The present disclosure relates to apparatus for selective delivery of pressurised gas, particularly although not exclusively in relation to selective delivery of pressurised gas obtained from the core of a gas turbine engine.

Description of the Related Art

A gas turbine engine may have one or more bleed valves comprised in a system or arrangement which allows high pressure air to be obtained from the core of the engine as needed in order to operate systems requiring compressed or pressurised air input. In the case of an aero engine, compressed air is needed to operate auxiliary systems of an aircraft comprising the aero engine.

Conventionally, a bleed valve is located outside the core (for example it may be attached to the exterior of the core) and is coupled to the interior of the core by a connecting duct or stub pipe coupling an output port of the casing of the core to the input port of the bleed valve. The output port in the core casing may for example be located immediately downstream of one of the compressor stages of the engine. Bleed valves are kept closed when an engine is operated at high thrust (for example during aircraft take-off) in order to protect the auxiliary systems from excessively high pressures and temperatures generated in the engine core. When a bleed valve is closed, the pressure within a connecting duct or stub pipe coupling the engine core to the bleed valve, and within the valve itself up to the sealing line of the valve, is the same as the pressure within the engine core at the position of the output port in the core casing. The bleed valves are opened during phases of the engine cycle when the engine is operated at moderate or low thrust.

Such an arrangement is vulnerable to failure by rupturing of the connecting duct or stub pipe and by failure of an interface between one end of the duct or pipe and either the input port of the bleed valve or the output port of the core casing, when the engine is operated at high thrust conditions. In the event of such a failure, hot, high-pressure air escapes from the engine core into the space between the engine core casing and the core cowling, thereby damaging components located in that space.

BRIEF SUMMARY

According to a first aspect, apparatus for selective delivery of pressurised gas comprises a containment wall which at least partially bounds of a volume of pressurised gas during use of the apparatus, the apparatus further comprising a valve having a valve body containing a valve mechanism, the valve body being directly coupled to an output port of the containment wall such that the containment wall and the valve retain the pressurised gas when the valve is closed.

The output port may comprise a portion of the containment wall which extends outwardly from the remainder of the containment wall with respect to the volume of pressurised gas. The output port may further comprise an additional hollow element coupled to the outwardly-extending portion of the containment wall. The cross-sectional area of the output port may increase as a function of distance from a part of the containment wall not comprised in the output port.
# # # # # # #
WHAT YOU WILL DO =>
1. In the bleed valve passage, rewrite the part that begins at the words "The present disclosure" and stops after "the aero engine.", changing "aero engine" to "aircraft engine" each time it appears.
2. Answer these questions about the bleed valve passage:
(a) Where may the output port in the core casing be located?
(b) When are bleed valves kept closed?
(c) In the first aspect, what is the valve body directly coupled to?

GIVEN DATA =>
# # # # # # #
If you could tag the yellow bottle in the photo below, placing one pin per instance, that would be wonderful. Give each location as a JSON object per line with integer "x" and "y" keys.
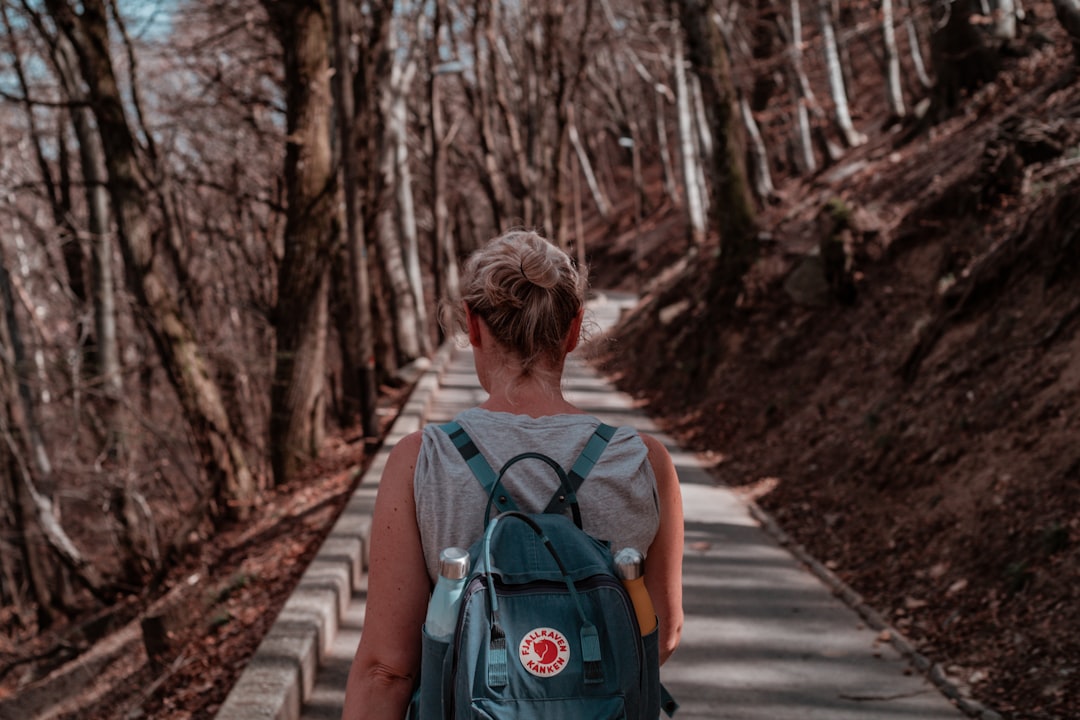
# # # # # # #
EXPECTED RESULTS =>
1.
The present disclosure relates to apparatus for selective delivery of pressurised gas, particularly although not exclusively in relation to selective delivery of pressurised gas obtained from the core of a gas turbine engine.

Description of the Related Art

A gas turbine engine may have one or more bleed valves comprised in a system or arrangement which allows high pressure air to be obtained from the core of the engine as needed in order to operate systems requiring compressed or pressurised air input. In the case of an aircraft engine, compressed air is needed to operate auxiliary systems of an aircraft comprising the aircraft engine.

2.
(a) Immediately downstream of one of the compressor stages of the engine.
(b) When the engine is operated at high thrust, for example during aircraft take-off.
(c) An output port of the containment wall.